• Raw records:
+++++

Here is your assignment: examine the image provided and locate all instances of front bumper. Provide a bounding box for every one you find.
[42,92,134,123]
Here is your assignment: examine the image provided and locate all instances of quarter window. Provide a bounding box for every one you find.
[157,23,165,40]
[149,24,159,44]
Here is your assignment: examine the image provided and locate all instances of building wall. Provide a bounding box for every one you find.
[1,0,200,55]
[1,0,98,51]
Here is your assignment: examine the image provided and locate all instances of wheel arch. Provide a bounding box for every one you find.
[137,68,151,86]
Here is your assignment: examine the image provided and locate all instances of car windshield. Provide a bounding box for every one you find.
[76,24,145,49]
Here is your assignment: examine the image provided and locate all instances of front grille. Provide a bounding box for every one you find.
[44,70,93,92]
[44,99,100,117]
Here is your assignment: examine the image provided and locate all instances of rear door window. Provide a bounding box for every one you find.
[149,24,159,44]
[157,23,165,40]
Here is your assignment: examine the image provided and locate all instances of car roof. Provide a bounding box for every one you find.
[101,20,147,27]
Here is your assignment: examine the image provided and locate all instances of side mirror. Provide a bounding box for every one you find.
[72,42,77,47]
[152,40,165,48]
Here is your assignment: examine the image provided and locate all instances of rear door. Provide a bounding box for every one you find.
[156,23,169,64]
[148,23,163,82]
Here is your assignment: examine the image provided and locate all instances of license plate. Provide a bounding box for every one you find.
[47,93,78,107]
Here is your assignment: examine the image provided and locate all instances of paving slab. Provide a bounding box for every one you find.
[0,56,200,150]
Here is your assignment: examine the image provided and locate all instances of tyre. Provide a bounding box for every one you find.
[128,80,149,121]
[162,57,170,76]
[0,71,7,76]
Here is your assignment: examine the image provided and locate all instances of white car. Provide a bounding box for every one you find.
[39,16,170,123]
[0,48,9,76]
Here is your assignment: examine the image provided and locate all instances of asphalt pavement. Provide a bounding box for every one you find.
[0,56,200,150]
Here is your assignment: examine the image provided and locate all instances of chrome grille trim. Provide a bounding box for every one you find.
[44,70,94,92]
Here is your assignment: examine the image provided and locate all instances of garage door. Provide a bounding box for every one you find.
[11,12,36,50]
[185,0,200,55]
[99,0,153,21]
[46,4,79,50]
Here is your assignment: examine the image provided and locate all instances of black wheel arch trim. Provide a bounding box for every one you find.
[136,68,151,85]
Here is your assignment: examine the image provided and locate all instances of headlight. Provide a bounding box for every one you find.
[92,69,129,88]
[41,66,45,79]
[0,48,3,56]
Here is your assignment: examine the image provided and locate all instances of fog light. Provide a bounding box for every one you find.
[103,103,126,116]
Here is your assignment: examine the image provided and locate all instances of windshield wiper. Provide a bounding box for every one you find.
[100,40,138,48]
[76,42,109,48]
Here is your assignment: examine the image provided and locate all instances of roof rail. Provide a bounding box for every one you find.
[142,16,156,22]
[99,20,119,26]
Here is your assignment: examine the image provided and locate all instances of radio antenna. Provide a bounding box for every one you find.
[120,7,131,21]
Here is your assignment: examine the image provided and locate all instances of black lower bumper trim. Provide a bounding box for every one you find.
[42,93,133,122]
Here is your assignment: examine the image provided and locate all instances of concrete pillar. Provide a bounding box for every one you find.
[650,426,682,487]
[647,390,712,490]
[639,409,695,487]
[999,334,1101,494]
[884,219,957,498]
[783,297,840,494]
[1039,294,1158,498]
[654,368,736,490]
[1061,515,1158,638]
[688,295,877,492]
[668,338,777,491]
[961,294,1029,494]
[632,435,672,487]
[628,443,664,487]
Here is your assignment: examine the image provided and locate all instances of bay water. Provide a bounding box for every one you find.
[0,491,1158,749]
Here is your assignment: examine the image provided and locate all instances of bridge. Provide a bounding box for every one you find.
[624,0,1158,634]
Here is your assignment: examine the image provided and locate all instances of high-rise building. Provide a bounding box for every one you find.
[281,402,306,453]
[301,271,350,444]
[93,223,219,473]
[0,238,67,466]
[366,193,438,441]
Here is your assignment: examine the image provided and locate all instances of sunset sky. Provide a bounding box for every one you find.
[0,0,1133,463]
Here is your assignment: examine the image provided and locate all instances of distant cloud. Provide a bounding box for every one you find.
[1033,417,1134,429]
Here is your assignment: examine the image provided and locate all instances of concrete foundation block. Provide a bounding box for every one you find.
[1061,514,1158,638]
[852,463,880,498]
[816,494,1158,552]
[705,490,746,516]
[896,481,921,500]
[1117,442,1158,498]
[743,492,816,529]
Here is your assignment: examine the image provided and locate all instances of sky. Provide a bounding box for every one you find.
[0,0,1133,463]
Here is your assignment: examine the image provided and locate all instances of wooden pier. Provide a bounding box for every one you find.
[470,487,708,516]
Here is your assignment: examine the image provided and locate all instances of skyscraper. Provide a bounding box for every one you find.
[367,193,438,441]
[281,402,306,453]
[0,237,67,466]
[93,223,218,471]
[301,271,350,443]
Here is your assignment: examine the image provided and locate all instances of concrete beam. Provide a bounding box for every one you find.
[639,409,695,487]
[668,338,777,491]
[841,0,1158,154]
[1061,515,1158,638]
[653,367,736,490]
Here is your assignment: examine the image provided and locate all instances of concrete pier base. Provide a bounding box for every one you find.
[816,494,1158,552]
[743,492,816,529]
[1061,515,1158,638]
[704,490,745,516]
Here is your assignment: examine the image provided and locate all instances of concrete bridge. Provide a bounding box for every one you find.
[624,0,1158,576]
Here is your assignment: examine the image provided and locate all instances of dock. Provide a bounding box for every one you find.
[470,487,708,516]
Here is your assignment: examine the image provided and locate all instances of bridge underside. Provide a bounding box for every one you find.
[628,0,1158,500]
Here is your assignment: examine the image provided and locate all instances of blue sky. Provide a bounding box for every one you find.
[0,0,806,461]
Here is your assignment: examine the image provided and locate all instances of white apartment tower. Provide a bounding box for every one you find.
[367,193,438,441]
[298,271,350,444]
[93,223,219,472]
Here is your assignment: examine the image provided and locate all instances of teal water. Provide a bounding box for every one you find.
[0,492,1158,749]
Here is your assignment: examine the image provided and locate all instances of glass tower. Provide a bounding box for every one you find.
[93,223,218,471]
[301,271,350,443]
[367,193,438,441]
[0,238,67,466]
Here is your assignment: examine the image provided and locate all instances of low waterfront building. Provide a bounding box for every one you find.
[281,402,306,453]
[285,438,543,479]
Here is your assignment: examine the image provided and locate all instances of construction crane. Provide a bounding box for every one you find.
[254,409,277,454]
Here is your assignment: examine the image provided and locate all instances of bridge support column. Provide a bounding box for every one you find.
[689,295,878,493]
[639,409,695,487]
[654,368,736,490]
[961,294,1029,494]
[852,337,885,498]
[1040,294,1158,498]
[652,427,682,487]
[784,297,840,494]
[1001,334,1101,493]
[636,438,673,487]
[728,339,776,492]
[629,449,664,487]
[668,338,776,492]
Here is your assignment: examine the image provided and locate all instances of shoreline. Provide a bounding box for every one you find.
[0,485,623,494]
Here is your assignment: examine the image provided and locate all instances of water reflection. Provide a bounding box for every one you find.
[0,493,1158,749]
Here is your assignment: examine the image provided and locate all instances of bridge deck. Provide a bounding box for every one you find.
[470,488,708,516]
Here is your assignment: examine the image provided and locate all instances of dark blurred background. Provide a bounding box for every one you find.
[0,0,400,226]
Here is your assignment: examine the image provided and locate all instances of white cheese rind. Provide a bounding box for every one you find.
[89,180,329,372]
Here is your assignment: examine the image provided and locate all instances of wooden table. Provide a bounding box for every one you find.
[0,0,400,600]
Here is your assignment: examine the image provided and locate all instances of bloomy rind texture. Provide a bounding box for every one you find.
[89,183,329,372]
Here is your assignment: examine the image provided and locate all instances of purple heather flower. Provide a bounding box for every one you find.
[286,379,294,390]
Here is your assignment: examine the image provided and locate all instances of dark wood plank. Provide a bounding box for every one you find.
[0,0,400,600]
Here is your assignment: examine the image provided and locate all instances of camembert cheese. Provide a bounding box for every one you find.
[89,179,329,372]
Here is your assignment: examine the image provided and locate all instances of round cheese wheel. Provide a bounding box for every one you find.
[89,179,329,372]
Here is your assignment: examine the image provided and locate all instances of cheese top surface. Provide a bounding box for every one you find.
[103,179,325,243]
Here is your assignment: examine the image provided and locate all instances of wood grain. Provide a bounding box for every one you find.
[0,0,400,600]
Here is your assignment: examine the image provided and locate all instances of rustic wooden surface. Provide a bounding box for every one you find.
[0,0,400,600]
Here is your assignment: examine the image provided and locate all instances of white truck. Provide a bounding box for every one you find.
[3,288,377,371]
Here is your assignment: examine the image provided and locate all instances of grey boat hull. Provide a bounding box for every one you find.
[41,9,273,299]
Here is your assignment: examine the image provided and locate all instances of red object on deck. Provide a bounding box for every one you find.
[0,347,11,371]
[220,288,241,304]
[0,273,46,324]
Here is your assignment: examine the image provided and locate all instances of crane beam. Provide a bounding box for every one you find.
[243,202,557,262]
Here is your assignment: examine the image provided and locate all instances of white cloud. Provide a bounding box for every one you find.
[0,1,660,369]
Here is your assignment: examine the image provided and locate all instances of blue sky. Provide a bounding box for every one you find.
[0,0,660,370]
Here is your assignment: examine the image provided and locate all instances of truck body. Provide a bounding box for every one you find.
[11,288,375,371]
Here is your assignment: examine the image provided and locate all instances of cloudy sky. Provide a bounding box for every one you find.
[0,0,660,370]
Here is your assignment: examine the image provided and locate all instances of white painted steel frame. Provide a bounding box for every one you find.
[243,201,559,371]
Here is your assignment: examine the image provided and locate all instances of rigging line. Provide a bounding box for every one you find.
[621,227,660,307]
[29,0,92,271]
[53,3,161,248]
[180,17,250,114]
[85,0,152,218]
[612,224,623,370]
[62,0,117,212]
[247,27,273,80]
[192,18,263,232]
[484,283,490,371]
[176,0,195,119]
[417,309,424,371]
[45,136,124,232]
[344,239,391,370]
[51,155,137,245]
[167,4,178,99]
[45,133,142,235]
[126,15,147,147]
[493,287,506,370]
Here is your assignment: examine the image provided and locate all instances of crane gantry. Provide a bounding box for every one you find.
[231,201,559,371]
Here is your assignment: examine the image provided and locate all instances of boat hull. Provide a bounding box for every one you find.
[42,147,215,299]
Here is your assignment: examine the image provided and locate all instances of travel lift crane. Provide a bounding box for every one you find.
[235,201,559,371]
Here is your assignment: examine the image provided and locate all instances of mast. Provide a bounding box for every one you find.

+++++

• Requirement: Convert the lines of the material above, from the line with "of concrete beam." up to and including the line with "[704,490,745,516]", into a numbered list. Leave out any blank lines.

• Response to the exercise:
1. Here is your assignment: examine the image provided and locate all instances of concrete beam. Provide a bounding box for every one you find.
2. [639,409,695,487]
3. [668,338,777,491]
4. [841,0,1158,154]
5. [1061,515,1158,638]
6. [653,367,736,490]
7. Here is your assignment: examine the image provided and locate all instances of concrete pier base. Provide a bounding box for every one you find.
8. [816,494,1158,552]
9. [743,492,816,529]
10. [1061,515,1158,638]
11. [704,490,745,516]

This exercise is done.